■ REQUIREMENT 1
Answer these questions using the Subaru Tribeca text below:
(a) In what year was the first model introduced?
(b) How much horsepower did the 3.6-liter engine make?
(c) What transmission came with every Tribeca?

■ TEXT BLOCK
########################################
For more details on the Tribeca's last model year, read our review of the 2014 Subaru Tribeca; to see how the Tribeca stacks up against its rivals, try our comparison tool.

The lines of the first model--introduced in 2006 with both five- and seven-seat variants--were a considerable departure for the brand, with oval headlights flanking an oblong center grille, plus winglike side grille sections. What was then called the B9 Tribeca was named after the trendy New York City neighborhood of cast-iron lofts and upsale stores. Its design provoked a shocked response from the public, which led to a swift facelift, launched just two years later for 2008.

The 2008 redesign took the Tribeca from distinctive to bland--to the point where it may have been the most generic-looking crossover on the market. It also brought a flat-six engine that was enlarged from 3.0 to 3.6 liters. The Tribeca changed very little after that 2008 redo, surviving seven more years at very low sales levels. It likely competed with its Forester and Outback siblings on the showroom floor, especially after the 2010 Outback (with only five seats) expanded its wheelbase to be notably longer than the Tribeca's--meaning the lower-level vehicle was far more comfortable in back.

The Tribeca's overall package changed little since its original introduction, but the powertrains were improved in the 2008 update. Originally it packed a 245-horsepower, 3.0-liter horizontally opposed six-cylinder engine, but that year it gained a 256-hp, 3.6-liter version that felt considerably stronger and more responsive from a standing start—and was about 10 percent more fuel-efficient. The 3.6-liter also used regular fuel while its predecessor required premium. All Tribecas came equipped with all-wheel drive, as well as a five-speed automatic transmission with manual mode.

Inside, the Tribeca's dash features a very curvaceous instrument panel that wraps down between the driver and front passenger, setting a very different theme than you'll find in other Subaru vehicles. Tall people should beware that front-seat legroom is surprisingly limited. The second row of seating in the Tribeca is a bit flat but good for adults; however the third row is simply too tight for all but smaller occupants and rather difficult to get to (even considering that the second row slides fore and aft many inches). The cabin is considerably quieter and more refined than were the Outback and Legacy models before their comprehensive 2010 redesign.

Though larger and with more of an SUV look than other Subarus, the Tribeca was tuned more for paved roads than dirt tracks where the Outback feels at home. The ride was firm but well controlled, and handling was carlike but from a loftier perch. Its flat-six engine performed well, although it wasn't ever quick among its peers, and fuel economy wasn't stellar either.
########################################
Point annotation rows:
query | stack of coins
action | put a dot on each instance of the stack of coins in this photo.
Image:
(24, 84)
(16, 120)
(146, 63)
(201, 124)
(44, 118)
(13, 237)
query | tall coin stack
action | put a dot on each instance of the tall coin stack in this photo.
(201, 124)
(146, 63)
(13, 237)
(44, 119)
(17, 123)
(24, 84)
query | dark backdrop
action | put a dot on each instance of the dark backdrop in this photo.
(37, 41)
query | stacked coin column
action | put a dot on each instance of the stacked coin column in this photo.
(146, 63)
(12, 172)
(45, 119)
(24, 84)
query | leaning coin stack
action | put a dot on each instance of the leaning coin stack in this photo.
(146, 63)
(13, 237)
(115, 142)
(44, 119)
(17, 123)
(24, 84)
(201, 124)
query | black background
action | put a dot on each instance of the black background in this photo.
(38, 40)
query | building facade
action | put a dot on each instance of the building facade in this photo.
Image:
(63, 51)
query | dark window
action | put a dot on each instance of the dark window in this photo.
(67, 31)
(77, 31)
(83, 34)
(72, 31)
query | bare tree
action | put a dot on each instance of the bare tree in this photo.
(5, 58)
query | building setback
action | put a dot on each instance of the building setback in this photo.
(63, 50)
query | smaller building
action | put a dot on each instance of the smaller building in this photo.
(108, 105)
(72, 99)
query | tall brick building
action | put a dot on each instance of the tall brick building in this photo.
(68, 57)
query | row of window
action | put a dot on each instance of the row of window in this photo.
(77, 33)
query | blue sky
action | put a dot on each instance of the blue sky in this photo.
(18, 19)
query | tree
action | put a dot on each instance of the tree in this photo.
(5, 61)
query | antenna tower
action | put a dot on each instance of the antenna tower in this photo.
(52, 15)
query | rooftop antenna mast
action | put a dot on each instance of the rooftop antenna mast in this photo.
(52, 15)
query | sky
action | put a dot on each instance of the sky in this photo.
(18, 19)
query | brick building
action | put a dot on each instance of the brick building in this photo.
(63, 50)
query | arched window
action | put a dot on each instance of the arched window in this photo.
########################################
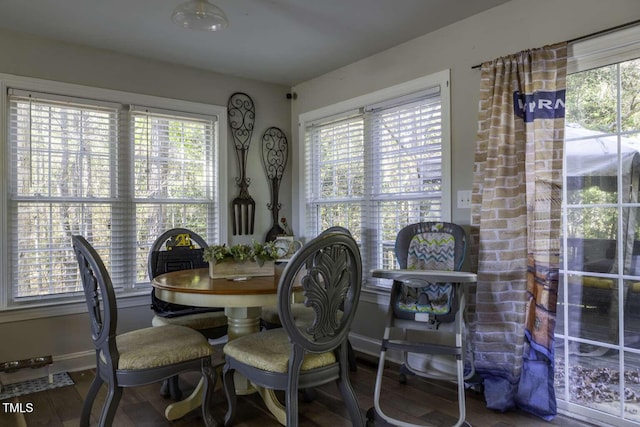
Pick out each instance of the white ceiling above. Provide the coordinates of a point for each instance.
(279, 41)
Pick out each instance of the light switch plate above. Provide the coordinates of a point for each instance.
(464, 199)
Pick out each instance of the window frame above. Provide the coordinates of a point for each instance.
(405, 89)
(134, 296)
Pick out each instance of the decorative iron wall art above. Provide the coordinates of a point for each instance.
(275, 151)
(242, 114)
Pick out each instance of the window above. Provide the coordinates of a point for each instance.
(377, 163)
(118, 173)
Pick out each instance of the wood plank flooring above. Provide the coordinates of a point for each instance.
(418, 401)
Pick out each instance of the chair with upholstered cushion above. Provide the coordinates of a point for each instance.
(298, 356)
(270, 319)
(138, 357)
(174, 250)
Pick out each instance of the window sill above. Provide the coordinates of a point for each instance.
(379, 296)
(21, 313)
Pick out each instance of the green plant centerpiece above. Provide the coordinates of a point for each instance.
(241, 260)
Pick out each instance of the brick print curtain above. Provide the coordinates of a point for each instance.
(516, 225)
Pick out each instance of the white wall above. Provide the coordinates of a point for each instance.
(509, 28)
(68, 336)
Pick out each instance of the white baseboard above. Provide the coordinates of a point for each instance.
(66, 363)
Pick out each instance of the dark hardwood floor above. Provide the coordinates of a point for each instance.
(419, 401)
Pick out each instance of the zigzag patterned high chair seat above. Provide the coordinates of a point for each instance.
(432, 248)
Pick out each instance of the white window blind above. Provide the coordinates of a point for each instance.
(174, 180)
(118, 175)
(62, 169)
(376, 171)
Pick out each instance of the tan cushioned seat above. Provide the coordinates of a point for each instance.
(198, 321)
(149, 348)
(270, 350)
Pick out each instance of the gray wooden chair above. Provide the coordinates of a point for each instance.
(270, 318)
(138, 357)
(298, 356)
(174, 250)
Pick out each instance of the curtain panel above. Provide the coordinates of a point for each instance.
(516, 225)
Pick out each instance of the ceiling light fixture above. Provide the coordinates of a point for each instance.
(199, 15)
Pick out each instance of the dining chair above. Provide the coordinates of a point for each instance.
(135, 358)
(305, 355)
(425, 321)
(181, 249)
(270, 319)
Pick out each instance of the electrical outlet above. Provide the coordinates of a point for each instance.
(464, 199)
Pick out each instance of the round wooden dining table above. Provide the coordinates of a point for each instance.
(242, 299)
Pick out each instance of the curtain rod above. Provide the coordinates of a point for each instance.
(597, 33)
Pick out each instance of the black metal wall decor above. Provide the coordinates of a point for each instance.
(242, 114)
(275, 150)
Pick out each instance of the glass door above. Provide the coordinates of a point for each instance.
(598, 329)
########################################
■ REQUIREMENT 2
Select every line of the rows above that contains the word "leaning".

■ TASK RESPONSE 1
(a) 2006
(b) 256 hp
(c) A five-speed automatic transmission with manual mode

■ TASK RESPONSE 2
query | leaning coin stack
action | put a dot on each instance of the leaning coin stack in this photo.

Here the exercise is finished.